■ **DIRECTIVE A**:
According to the forum thread about thanking people for gifts, how much do the son and his wife put into savings each month?
[start of PAGE EXCERPT]
Asked by businmessmom at 10:34 AM on Jul. 20, 2009 in Adult Children (18+)

Level 1 (3 Credits)
Answers (6)
  • They sound incredibly selfish, but there isn't much else you can do since you told them how you feel and they don't seem to care. It's a shame but the two of them need to learn some proper ettiquette and at least send a thank you note.
    Anonymous

    Answer by Anonymous at 10:58 AM on Jul. 20, 2009

  • Yes they are, and that's actually the way they accept every gift and my husband never says anything to his son. Anytime I've purchased gifts, they go out of their way to tell me if they don't like it. My husband and I earn about 40% of what we did 4 years ago so the gifts have definately changed. My husband gets mad if I say they're selfish because they're pastors in their church. Funny thing is they put over a $1000 each month into savings, while we've gone through $300k from our savings in the past 3 years to keep our business afloat. Yet if they come over, they expect to be taken to a fine steak and lobster house, order premium drinks the whole works and don't pitch in a dime. Again, the husband NEVER says anything.
    businmessmom

    Answer by businmessmom at 11:23 AM on Jul. 20, 2009

  • Then why bother at all? let your husband buy their gifts and take them to dinner if he feels that he needs to.. Why put yourself in that position?
    If my gifts are not appreciated, I stop giving them..
    However, I would wonder who taught these people to act this way in the first place..
    Mad_Hexer

    Answer by Mad_Hexer at 11:48 AM on Jul. 20, 2009

  • However, I would wonder who taught these people to act this way in the first place, MY THOUGHTS EXACTLY! BUT SOMETIMES WHAT WE TEACH OUR KIDS, GOES OUT ONE EAR AND OUT THE OTHER.
    older

    Answer by older at 3:48 PM on Jul. 20, 2009

  • Wow, that's rude. I can't imagine. Even if you don't like the gift, there's usually a lot of tought and consideration that goes into. I cannot image not being willing to thank someone.
    Anonymous

    Answer by Anonymous at 12:05 PM on Jul. 21, 2009

  • Thanks for everyones comments. The reason he's like that is because it's cultural. His mom is more traditional in our culture and the first born males are reared like litle kings. His sister however, has impeccable manners and is incredibly thoughtful. But he's used to getting his way all the time. His wife was his girlfriend at 14 so she's been around this behavior so long it's now a part of her. They don't deal with it well when I point out that their behavior is rude.
[end of PAGE EXCERPT]
■ **DIRECTIVE B**:
Tally the lines in the records that contain the word "point", matching case exactly, and reply with the number alone.
[start of DATA PROVIDED]
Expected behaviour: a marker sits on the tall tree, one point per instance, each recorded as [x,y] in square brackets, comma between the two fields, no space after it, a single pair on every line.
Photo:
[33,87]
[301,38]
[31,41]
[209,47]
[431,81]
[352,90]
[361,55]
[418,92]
[end of DATA PROVIDED]
[start of DATA PROVIDED]
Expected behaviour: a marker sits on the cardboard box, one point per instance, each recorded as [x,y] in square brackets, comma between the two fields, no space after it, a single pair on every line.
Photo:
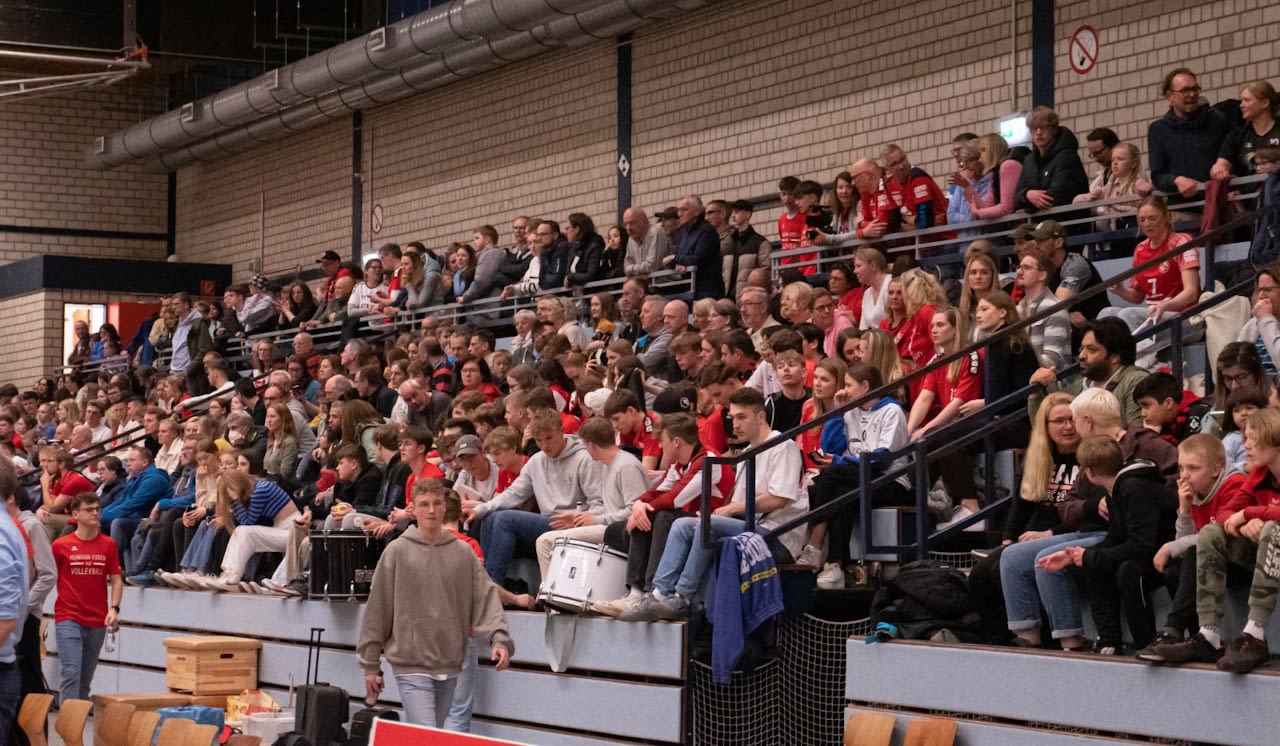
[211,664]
[end of DATA PROVIDED]
■ **FULL OUTPUT A**:
Over $1000 each month.

■ **FULL OUTPUT B**:
2